[AVAILABLE DATA — start]

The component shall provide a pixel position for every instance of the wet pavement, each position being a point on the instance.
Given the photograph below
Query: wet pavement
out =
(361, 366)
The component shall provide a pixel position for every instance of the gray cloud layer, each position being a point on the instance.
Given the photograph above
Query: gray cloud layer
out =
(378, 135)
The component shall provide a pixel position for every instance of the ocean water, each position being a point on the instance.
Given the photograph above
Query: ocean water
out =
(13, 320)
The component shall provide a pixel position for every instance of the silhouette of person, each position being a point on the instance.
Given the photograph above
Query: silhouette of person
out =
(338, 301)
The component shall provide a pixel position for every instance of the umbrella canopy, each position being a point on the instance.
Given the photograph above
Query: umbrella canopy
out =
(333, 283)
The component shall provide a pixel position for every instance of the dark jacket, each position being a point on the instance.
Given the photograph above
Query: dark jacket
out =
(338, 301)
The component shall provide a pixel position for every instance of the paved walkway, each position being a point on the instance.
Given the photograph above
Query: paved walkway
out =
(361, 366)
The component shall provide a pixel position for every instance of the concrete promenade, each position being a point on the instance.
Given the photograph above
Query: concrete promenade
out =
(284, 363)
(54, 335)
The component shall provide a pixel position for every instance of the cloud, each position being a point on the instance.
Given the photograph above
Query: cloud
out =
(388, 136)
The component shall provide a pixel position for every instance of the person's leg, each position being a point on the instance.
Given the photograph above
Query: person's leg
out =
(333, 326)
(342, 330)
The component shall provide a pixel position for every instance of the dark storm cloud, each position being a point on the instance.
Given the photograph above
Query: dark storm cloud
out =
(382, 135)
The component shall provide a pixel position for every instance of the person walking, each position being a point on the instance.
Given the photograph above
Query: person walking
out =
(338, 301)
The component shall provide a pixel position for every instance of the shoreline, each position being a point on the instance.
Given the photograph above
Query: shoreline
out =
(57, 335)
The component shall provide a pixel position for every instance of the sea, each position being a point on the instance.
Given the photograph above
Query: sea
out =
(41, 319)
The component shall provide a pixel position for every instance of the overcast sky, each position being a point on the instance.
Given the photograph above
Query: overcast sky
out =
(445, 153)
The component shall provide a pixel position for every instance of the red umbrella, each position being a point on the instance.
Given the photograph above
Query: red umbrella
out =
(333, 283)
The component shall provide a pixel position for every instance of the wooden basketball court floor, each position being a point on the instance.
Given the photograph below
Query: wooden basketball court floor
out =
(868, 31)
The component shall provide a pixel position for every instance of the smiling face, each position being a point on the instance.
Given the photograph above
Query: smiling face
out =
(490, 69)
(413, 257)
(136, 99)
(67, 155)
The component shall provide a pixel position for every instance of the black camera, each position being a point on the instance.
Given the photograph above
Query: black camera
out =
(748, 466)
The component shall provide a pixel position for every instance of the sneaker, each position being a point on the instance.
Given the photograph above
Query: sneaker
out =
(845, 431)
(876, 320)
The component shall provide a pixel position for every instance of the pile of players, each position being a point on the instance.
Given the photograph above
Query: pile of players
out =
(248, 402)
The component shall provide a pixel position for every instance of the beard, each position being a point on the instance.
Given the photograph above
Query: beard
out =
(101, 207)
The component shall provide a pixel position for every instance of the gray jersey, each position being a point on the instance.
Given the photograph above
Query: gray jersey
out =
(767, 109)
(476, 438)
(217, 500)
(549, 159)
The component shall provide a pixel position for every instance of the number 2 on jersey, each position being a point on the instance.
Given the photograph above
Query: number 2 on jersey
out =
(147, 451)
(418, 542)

[AVAILABLE DATA — finish]

TRY IT :: Every line above that contains the word "water" should be reported.

EXPECTED ANSWER ::
The component shall provide a pixel position for every instance of the ocean water, each position being a point on the instance.
Query: ocean water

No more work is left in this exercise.